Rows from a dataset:
* * * * *

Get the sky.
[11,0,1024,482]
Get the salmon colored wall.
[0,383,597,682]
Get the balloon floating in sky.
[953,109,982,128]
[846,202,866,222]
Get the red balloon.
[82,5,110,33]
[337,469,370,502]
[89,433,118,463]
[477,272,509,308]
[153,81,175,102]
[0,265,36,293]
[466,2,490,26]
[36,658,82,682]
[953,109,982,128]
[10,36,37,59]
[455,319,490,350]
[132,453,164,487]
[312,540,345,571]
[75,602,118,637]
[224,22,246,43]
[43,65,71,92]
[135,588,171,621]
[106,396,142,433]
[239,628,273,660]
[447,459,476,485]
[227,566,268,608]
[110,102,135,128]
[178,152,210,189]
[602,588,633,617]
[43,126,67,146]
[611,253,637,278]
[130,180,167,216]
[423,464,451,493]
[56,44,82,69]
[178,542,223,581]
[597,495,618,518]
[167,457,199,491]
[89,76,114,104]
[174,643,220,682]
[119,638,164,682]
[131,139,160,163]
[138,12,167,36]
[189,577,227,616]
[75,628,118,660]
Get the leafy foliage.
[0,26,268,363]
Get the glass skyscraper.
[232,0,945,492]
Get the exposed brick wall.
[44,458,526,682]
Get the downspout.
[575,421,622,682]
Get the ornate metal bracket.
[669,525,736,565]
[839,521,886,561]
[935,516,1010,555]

* * * * *

Can you write out every line of the records again, starting with the line with "Get the leafy foliage." and going on through the end of the records, with each bounding-box coordinate shifted up by 40?

• **Task result**
Get the leafy foliage.
[40,66,308,403]
Get the glass skyscraper.
[272,40,985,532]
Get the exposed brick wall.
[84,498,566,722]
Get the downspout.
[615,461,662,722]
Get the ornate metal bracket.
[709,565,776,605]
[879,561,926,601]
[975,556,1050,595]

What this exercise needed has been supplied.